[START RAW RECORDS]

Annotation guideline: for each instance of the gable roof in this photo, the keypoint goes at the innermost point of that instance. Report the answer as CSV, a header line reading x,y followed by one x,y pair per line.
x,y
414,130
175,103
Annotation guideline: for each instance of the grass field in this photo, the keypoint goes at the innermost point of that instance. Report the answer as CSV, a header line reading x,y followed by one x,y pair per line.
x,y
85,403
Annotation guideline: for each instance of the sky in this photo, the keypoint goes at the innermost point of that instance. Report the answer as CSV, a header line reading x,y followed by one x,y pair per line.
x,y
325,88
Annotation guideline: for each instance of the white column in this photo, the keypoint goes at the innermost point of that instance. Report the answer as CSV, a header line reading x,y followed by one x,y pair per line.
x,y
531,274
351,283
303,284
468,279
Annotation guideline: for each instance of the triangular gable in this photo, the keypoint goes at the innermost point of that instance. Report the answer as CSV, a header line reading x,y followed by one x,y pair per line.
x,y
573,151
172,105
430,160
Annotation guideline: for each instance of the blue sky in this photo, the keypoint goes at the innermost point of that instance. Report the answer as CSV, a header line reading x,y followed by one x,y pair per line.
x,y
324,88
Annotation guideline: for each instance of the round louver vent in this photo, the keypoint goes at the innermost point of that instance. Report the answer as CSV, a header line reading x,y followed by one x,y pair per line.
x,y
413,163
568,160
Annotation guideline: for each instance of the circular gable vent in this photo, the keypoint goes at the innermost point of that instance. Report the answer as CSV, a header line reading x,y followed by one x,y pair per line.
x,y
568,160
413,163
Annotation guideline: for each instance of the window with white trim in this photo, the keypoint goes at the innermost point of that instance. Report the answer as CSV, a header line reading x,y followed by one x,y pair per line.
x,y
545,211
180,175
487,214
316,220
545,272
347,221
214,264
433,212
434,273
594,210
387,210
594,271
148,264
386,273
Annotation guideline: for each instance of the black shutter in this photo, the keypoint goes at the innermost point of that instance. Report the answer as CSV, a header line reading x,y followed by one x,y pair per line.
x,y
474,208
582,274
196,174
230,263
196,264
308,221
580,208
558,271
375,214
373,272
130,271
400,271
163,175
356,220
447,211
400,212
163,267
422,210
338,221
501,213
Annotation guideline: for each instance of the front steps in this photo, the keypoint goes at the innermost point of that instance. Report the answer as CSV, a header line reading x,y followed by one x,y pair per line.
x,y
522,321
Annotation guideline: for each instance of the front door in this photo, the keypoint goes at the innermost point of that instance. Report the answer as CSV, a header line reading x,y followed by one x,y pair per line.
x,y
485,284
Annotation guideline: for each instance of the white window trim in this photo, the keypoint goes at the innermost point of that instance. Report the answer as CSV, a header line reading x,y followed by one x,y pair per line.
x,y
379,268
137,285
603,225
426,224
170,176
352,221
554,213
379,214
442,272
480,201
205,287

[END RAW RECORDS]

* **AIM OF THE EXERCISE**: Convert all the rows above into a Markdown table with columns No and Line, numbering each row and placing its text beside the number. Leave out blank lines.

* **WRITTEN RESPONSE**:
| No | Line |
|---|---|
| 1 | Annotation guideline: for each instance of the gable roof in this photo, the keypoint goes at the innermost point of that instance. Report the answer as CSV, a header line reading x,y followed by one x,y pair per line. |
| 2 | x,y |
| 3 | 414,130 |
| 4 | 175,103 |
| 5 | Annotation guideline: for each instance of the grass field in this photo, the keypoint goes at the innermost point of that instance. Report the answer as CSV, a header line reading x,y followed by one x,y pair per line. |
| 6 | x,y |
| 7 | 85,403 |
| 8 | Annotation guideline: for each instance of the sky in this photo, the keypoint goes at the innermost point of that instance. Report the answer as CSV, a header line reading x,y followed by one x,y pair per line. |
| 9 | x,y |
| 10 | 325,88 |
| 11 | Annotation guideline: for each instance of the white column in this photo, the keypoint goes at the innermost point of that instance. Report the answer as CSV, a header line reading x,y followed by one x,y pair per line. |
| 12 | x,y |
| 13 | 531,274 |
| 14 | 351,283 |
| 15 | 303,284 |
| 16 | 468,279 |
| 17 | Annotation guideline: for each instance of the triangular gable in this photo, the keypoint goes at the innermost point of that instance. Report the answer as CSV, a header line reading x,y followed by one x,y pair per line. |
| 18 | x,y |
| 19 | 573,151 |
| 20 | 172,105 |
| 21 | 430,160 |
| 22 | Annotation guideline: for each instance of the blue sky in this photo, the keypoint goes at the innermost point of that instance. Report the answer as CSV, a header line reading x,y followed by one x,y pair per line. |
| 23 | x,y |
| 24 | 324,88 |
| 25 | Annotation guideline: for each instance of the round louver vent in this photo, the keypoint goes at the innermost point of that instance. Report the answer as CSV, a header line reading x,y followed by one x,y pair per line. |
| 26 | x,y |
| 27 | 413,163 |
| 28 | 568,160 |
| 29 | Annotation guideline: for each instance of the circular gable vent in this photo, the keypoint goes at the innermost point of that instance. Report the answer as CSV, a header line reading x,y followed by one x,y pair per line. |
| 30 | x,y |
| 31 | 568,160 |
| 32 | 413,163 |
| 33 | Annotation guideline: for each instance of the window with white trim in this photo, the keypoint goes at the innermost point of that instance. Report the answer as CSV, a header line reading x,y followed by one x,y pair per line. |
| 34 | x,y |
| 35 | 545,211 |
| 36 | 180,175 |
| 37 | 487,214 |
| 38 | 316,220 |
| 39 | 545,272 |
| 40 | 347,221 |
| 41 | 214,264 |
| 42 | 433,212 |
| 43 | 434,273 |
| 44 | 594,210 |
| 45 | 387,210 |
| 46 | 594,271 |
| 47 | 148,264 |
| 48 | 386,273 |
| 49 | Annotation guideline: for each instance of the black shutter in this photo, the keypoint goes at the innermost point of that instance. Report the answer as CSV, a header line reading x,y followed by one x,y pair per line. |
| 50 | x,y |
| 51 | 474,208 |
| 52 | 582,274 |
| 53 | 196,174 |
| 54 | 230,263 |
| 55 | 196,264 |
| 56 | 308,221 |
| 57 | 580,208 |
| 58 | 558,271 |
| 59 | 375,214 |
| 60 | 373,272 |
| 61 | 130,271 |
| 62 | 400,271 |
| 63 | 163,175 |
| 64 | 356,220 |
| 65 | 447,211 |
| 66 | 400,212 |
| 67 | 163,267 |
| 68 | 422,210 |
| 69 | 338,221 |
| 70 | 501,213 |
| 71 | Annotation guideline: for each instance of the front steps in this photo, the keypoint goes at the innermost point of that instance. Report the answer as CSV, a header line reading x,y followed by one x,y pair per line. |
| 72 | x,y |
| 73 | 522,321 |
| 74 | Annotation guideline: for each instance of the front door in this photo, the keypoint goes at the innermost point of that instance. Report the answer as CSV, a header line reading x,y followed by one x,y pair per line. |
| 75 | x,y |
| 76 | 485,284 |
| 77 | Annotation guideline: for each instance of the white window trim in this photo, the keypoint goes at the innermost point of that instance. Report the answer as CSV, a header line reading x,y followed by one x,y pair per line. |
| 78 | x,y |
| 79 | 379,268 |
| 80 | 137,285 |
| 81 | 603,225 |
| 82 | 426,224 |
| 83 | 170,176 |
| 84 | 352,221 |
| 85 | 554,213 |
| 86 | 379,214 |
| 87 | 442,272 |
| 88 | 480,201 |
| 89 | 205,287 |